Brief:
Return the part of the bitmap functions text between "CVE-2026-21241 used RtlClearAllBits" and "the full technique.", inclusive, copied word for word.

Quoted text:

RtlClearAllBits: zero an entire region

VOID RtlClearAllBits(PRTL_BITMAP BitMapHeader);

RtlClearAllBits zeros SizeOfBitMap / 8 bytes starting at Buffer. This is effectively a controlled memset(Buffer, 0, SizeOfBitMap / 8). Setting SizeOfBitMap to 512 and Buffer to a DACL address zeros 64 bytes, which is enough to wipe the entire ACL structure. The result is a NULL DACL, granting everyone full access to whatever the security descriptor protects.

CVE-2026-21241 used RtlClearAllBits to zero the DACL within SepMediumDaclSd, bypassing NtQuerySystemInformation restrictions and enabling kernel address enumeration from Low integrity. The fake RTL_BITMAP was planted in a sprayed pool object that reclaimed a UAF slot in afd.sys's notification path. See ACL/SD Manipulation for the full technique.

RtlSetAllBits: set all bits in a region

VOID RtlSetAllBits(PRTL_BITMAP BitMapHeader);

RtlSetAllBits sets all bits in the bitmap buffer, effectively filling SizeOfBitMap / 8 bytes with 0xFF. Setting SizeOfBitMap to 64 and Buffer to &token->Privileges.Enabled sets all 64 bits in the enabled privileges bitmask, granting every privilege simultaneously. This is less precise than RtlSetBit but faster when multiple privileges are needed.

The Devcore CVE-2024-35250 writeup (angelboy) demonstrated RtlSetAllBits for token privilege escalation, enabling all privileges in a single callback invocation.

RtlClearBit: disable a single bit

VOID RtlClearBit(PRTL_BITMAP BitMapHeader, ULONG BitNumber);

RtlClearBit clears a single bit, the inverse of RtlSetBit. Use cases include disabling specific integrity checks by clearing flag bits, removing deny ACEs from ACLs, disabling ETW provider enable bits to blind defensive telemetry, and clearing PPL protection bits from _EPROCESS.Protection.

Exploitation targets

The choice of bitmap function depends on the target data structure and the desired modification:

Target	Function	Effect
`_TOKEN.Privileges.Enabled`	`RtlSetBit`	Enable SeDebugPrivilege (bit 20), SeImpersonatePrivilege, etc.
`_TOKEN.Privileges.Enabled`	`RtlSetAllBits`	Enable all 36 privileges at once
`SepMediumDaclSd` DACL	`RtlClearAllBits`	Zero the DACL, removing NtQuerySystemInformation restrictions
WIL feature flag state	`RtlSetBit`	Flip `Feature_RestrictKernelAddressLeaks` to disable KASLR hardening
`_EPROCESS.Protection`	`RtlClearBit`	Remove PPL protection from a target process
ETW provider enable bits	`RtlClearBit`	Disable specific ETW providers to blind defenders

These targets illustrate why bit-manipulation is sufficient for full exploitation. The kernel's access control model relies on small flags, bitmasks, and short integer fields. A single bit in a privilege bitmask separates a restricted user from one who can open any process. A single bit in a DACL separates "access denied" from "access granted." The bit-manipulation primitives are precisely calibrated for this granularity.

Given information:

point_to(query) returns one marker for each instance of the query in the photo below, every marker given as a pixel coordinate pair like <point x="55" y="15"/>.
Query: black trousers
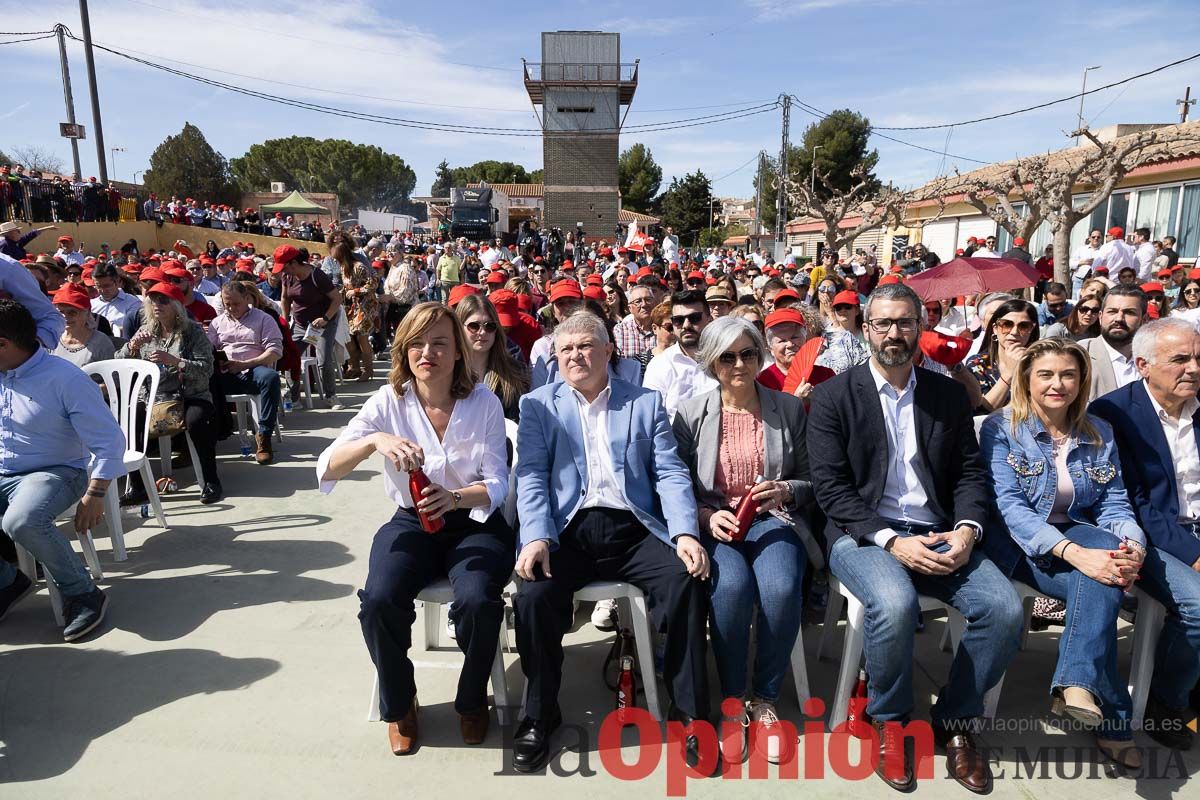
<point x="610" y="545"/>
<point x="478" y="559"/>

Complete answer:
CVE-2026-21241 used RtlClearAllBits to zero the DACL within SepMediumDaclSd, bypassing NtQuerySystemInformation restrictions and enabling kernel address enumeration from Low integrity. The fake RTL_BITMAP was planted in a sprayed pool object that reclaimed a UAF slot in afd.sys's notification path. See ACL/SD Manipulation for the full technique.